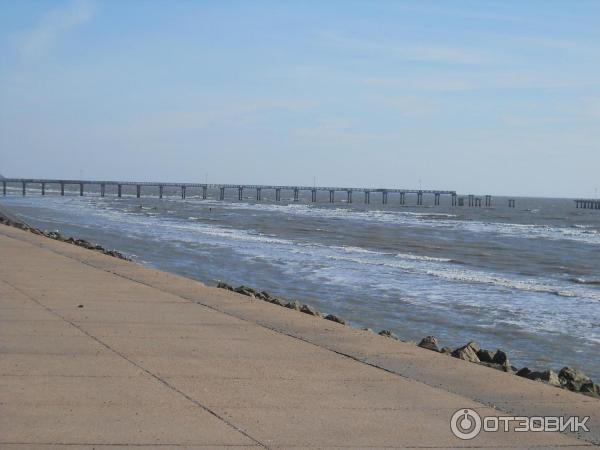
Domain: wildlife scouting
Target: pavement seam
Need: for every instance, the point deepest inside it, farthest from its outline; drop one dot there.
(142, 368)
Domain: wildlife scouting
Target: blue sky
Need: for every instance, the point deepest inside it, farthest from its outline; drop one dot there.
(481, 97)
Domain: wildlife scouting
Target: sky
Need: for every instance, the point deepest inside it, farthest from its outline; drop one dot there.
(498, 97)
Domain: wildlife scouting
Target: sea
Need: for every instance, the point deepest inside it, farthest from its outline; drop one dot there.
(525, 279)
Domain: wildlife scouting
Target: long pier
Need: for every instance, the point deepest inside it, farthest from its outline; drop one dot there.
(258, 189)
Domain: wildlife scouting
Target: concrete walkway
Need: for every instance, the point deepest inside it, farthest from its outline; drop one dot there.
(96, 352)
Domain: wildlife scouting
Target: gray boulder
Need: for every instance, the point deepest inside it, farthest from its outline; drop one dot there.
(307, 309)
(293, 305)
(486, 355)
(388, 334)
(467, 352)
(575, 380)
(336, 319)
(430, 343)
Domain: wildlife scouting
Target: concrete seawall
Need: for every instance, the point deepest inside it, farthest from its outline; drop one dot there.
(97, 351)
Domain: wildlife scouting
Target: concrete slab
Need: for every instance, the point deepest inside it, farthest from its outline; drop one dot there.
(152, 359)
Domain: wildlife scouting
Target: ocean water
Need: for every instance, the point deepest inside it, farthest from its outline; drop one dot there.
(524, 279)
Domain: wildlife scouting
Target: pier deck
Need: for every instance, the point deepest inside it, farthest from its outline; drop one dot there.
(99, 352)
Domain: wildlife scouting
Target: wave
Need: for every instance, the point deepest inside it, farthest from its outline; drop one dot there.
(593, 282)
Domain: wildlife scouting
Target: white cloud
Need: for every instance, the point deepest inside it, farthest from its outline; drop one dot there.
(408, 51)
(53, 25)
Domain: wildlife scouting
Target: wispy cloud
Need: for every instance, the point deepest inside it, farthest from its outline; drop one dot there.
(407, 51)
(40, 39)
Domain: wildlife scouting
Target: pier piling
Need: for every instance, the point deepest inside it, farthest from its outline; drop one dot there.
(222, 188)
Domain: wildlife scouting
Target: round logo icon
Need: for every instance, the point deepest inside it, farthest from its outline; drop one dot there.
(465, 424)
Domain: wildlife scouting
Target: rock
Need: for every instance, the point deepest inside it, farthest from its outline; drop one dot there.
(575, 380)
(467, 352)
(293, 305)
(430, 343)
(306, 309)
(244, 290)
(222, 285)
(547, 376)
(592, 390)
(336, 319)
(388, 334)
(486, 355)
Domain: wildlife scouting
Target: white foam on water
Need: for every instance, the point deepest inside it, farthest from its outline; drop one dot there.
(437, 220)
(533, 304)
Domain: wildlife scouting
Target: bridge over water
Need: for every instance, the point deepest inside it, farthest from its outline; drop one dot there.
(257, 189)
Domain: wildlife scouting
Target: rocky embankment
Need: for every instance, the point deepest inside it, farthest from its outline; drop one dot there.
————
CHALLENGE: Exactly reproduce each record, leaving out any pictures.

FINISHED ANSWER:
Domain: wildlife scouting
Target: pavement seam
Need: for every instance, the point deepest inside it, farthest from its outline; drop one dot there.
(142, 368)
Domain: wildlife scouting
Target: blue sky
Need: for every instance, the point deepest inside it, farthest from its outline; drop one dot there.
(481, 97)
Domain: wildlife scouting
Target: sky
Need: for every instance, the point deepest inside it, farthest from its outline; drop one dot there.
(498, 97)
Domain: wildlife scouting
Target: sea
Need: for every instance, the point deepest inside it, farthest from its outline; drop one dot there.
(525, 279)
Domain: wildlife scouting
Target: long pier
Need: for every instance, the point deepest inside it, farthest from its outline; drop one dot there.
(258, 189)
Domain: wildlife scouting
Target: concrete walkway
Need: for every instance, the point deepest inside it, farthest from its outline; drop one dot there.
(96, 352)
Domain: wildlife scouting
Target: gray boulder
Need: for every instance, the point deepest inside it, farthest from its outline; drop one dot there.
(307, 309)
(293, 305)
(486, 355)
(388, 334)
(467, 352)
(575, 380)
(336, 319)
(430, 343)
Domain: wildlife scouting
Target: concrete seawall
Need: for every instance, the point deepest inside it, farthest from its outline; drop one dot there.
(97, 351)
Domain: wildlife scouting
Target: concrete slab
Need: for every instance, the point deepest inside it, farthest from its outline; drop one dot there.
(152, 359)
Domain: wildlife scouting
Target: ocean water
Need: for every instance, the point deepest inside it, farthest from its outline; drop one dot there.
(524, 279)
Domain: wildlife scouting
Target: pier deck
Need: for every instance, the point deepest inside it, farthest from its outline; drop one dot there.
(99, 352)
Domain: wildlife scouting
Target: wave
Need: for every instance, the point deepest inside it, farthest from its outline; drop one dot there.
(593, 282)
Domain: wildlife scouting
Target: white cloud
Need: for every instance, the point deepest inside it, farthest from its outline; drop one dot there.
(408, 51)
(53, 25)
Domain: wildlife scouting
Target: wispy cloud
Need: for every instance, the point deepest inside it, farthest from its outline; drop one dot there.
(407, 51)
(40, 39)
Domain: wildlife scouting
Target: pier piling
Need: for every instance, the point deepest inside it, farthest from its outline; drop one dot there.
(222, 188)
Domain: wildlife scouting
Target: round logo icon
Need: for every instance, the point deepest inside it, farthest from its outline; drop one dot there.
(465, 424)
Domain: wildlife scouting
Target: rock
Need: for every instance, the point deepest inside it, farthest from its outline; drop one dot there.
(575, 380)
(467, 352)
(293, 305)
(430, 343)
(306, 309)
(244, 290)
(222, 285)
(547, 376)
(592, 390)
(336, 319)
(388, 334)
(486, 355)
Domain: wildlife scouting
Target: white foam on water
Need: for every instance, the point deepest inside it, farthest from its outline; drop one dot there.
(437, 220)
(533, 304)
Domain: wildlife scouting
Target: bridge over water
Need: for every instance, the point deepest inside it, farthest from its outline; drop one dot there.
(257, 189)
Domain: wildlife scouting
Target: rocky embankment
Need: for every instance, the point deepest inside it, farthest from its outline; drop one dot there.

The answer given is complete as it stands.